SOURCE MATERIAL START

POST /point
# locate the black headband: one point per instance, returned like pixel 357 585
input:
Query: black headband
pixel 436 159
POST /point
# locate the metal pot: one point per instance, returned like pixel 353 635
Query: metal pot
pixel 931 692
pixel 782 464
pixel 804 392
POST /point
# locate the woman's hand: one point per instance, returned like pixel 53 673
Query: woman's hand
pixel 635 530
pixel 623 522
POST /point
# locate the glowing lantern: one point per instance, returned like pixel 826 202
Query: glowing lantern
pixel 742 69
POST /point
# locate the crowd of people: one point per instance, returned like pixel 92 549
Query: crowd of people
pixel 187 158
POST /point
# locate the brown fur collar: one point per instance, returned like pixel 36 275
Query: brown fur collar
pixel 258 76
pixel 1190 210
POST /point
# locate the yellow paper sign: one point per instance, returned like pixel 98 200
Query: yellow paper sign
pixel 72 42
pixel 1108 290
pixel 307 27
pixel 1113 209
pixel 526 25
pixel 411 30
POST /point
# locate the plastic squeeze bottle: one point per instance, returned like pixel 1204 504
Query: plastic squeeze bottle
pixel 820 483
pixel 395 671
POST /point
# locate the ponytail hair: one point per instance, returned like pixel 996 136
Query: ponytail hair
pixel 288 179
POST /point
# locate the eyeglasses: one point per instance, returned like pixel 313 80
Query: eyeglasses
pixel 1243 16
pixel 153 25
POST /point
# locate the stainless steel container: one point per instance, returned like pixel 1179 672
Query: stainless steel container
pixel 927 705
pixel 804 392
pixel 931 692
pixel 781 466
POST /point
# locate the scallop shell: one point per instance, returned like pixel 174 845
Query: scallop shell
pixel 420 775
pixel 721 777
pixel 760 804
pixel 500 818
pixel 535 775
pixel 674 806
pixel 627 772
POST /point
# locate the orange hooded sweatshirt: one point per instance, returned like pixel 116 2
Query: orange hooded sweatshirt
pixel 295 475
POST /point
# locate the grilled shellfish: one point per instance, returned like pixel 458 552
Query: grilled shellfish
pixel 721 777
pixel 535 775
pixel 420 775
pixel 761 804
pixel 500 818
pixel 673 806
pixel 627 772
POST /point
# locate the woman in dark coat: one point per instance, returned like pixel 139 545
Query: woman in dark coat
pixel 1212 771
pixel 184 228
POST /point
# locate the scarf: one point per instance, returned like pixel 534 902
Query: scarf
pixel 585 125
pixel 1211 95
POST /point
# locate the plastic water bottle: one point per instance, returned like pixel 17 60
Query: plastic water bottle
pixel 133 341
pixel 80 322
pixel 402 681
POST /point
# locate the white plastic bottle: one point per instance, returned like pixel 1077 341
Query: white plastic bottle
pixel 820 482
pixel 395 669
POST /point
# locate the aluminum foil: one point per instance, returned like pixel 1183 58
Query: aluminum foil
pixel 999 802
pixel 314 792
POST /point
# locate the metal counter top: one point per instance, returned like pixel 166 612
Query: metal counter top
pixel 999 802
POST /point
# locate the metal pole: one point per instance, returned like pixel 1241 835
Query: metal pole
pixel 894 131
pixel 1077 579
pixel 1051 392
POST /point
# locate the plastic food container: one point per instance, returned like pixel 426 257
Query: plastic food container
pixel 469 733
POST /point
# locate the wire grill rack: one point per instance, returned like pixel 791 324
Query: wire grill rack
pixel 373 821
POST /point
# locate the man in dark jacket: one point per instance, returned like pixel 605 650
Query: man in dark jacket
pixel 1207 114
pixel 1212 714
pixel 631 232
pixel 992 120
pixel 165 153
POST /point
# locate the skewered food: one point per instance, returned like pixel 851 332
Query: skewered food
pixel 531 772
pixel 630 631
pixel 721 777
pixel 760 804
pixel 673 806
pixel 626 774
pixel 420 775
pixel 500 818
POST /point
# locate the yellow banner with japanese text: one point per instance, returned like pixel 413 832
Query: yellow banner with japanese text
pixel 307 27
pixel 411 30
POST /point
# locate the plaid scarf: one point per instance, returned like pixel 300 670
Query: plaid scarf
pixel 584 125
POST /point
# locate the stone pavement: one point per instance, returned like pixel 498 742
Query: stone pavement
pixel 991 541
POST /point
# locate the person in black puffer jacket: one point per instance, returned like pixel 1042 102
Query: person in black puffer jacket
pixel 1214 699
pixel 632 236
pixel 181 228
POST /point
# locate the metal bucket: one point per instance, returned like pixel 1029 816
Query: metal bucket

SOURCE MATERIAL END

WHAT NEEDS TO BE DONE :: Respond with a single number: the count of lines in the entries above that contain the string "bucket".

ANSWER SPACE :: 2